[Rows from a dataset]
|---|

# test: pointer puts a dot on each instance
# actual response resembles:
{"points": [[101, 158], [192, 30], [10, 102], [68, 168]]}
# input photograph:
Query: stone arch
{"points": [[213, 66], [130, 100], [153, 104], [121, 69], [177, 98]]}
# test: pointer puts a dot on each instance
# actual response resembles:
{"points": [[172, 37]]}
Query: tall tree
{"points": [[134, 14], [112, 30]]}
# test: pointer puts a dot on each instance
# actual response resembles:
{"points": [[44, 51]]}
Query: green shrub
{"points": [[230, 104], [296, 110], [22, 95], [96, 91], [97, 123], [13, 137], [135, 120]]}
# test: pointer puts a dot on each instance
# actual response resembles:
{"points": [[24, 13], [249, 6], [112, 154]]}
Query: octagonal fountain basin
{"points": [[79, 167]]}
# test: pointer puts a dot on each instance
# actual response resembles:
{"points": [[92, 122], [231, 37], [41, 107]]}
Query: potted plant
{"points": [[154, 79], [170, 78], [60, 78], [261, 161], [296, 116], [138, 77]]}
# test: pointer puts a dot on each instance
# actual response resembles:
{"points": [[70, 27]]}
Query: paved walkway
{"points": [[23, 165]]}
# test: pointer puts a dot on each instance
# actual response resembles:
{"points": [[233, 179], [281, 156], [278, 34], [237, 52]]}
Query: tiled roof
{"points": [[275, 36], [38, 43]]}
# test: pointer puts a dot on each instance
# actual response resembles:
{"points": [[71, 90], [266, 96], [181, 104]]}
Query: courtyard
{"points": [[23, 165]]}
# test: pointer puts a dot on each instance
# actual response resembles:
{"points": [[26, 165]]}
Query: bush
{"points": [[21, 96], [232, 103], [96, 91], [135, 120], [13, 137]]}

|---|

= JOB =
Please pull out every line in the entries above that contains the string "Query" and copy those lines.

= TASK RESULT =
Query: stone arch
Query: tall tree
Query: green shrub
Query: octagonal fountain basin
Query: potted plant
Query: paved walkway
Query: tiled roof
Query: courtyard
Query: bush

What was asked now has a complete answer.